Records excerpted from a collection:
— BEGIN —
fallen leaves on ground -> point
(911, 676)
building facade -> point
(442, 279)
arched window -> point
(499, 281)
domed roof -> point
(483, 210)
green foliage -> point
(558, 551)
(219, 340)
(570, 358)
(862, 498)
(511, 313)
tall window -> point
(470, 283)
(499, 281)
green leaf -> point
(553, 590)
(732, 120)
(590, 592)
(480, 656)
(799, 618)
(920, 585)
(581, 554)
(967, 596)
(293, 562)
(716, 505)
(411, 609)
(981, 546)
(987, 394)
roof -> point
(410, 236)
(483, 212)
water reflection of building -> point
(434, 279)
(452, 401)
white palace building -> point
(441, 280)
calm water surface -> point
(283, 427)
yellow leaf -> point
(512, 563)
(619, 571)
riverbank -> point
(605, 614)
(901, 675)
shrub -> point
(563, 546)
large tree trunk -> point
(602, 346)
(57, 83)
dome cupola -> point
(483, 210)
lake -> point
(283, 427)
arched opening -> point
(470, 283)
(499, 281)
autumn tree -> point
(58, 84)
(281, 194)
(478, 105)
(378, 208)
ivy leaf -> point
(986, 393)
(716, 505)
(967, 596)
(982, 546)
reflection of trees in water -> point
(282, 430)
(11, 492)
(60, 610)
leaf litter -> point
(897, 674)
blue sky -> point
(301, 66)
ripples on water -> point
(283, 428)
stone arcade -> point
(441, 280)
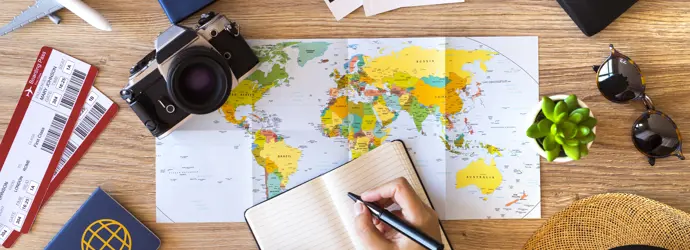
— END —
Copy out every line of the material above word for word, omitting the pictures.

fallen leaves on ground -> point
(911, 676)
building facade -> point
(442, 279)
arched window -> point
(499, 281)
domed roof -> point
(483, 210)
green foliage -> point
(558, 551)
(219, 340)
(570, 358)
(862, 498)
(511, 313)
tall window -> point
(470, 283)
(499, 281)
green leaf -> point
(553, 590)
(732, 120)
(590, 592)
(480, 656)
(799, 618)
(920, 585)
(581, 554)
(967, 596)
(293, 562)
(716, 505)
(411, 609)
(981, 546)
(987, 394)
roof -> point
(410, 236)
(483, 212)
water reflection of building -> point
(434, 279)
(452, 401)
white palace building -> point
(441, 280)
calm water surface -> point
(283, 427)
yellow leaf -> point
(512, 563)
(619, 571)
riverbank -> point
(605, 614)
(901, 675)
shrub -> point
(563, 546)
large tree trunk -> point
(602, 346)
(57, 83)
dome cupola -> point
(483, 210)
lake -> point
(283, 427)
arched opening -> point
(470, 283)
(499, 281)
autumn tree -> point
(58, 84)
(281, 194)
(478, 105)
(378, 208)
ivy leaf -> point
(986, 393)
(716, 505)
(967, 596)
(982, 546)
reflection of trees in water -> point
(282, 430)
(11, 492)
(60, 610)
leaf litter -> point
(897, 674)
blue sky -> point
(301, 66)
ripples on water -> point
(283, 428)
stone arcade -> point
(441, 280)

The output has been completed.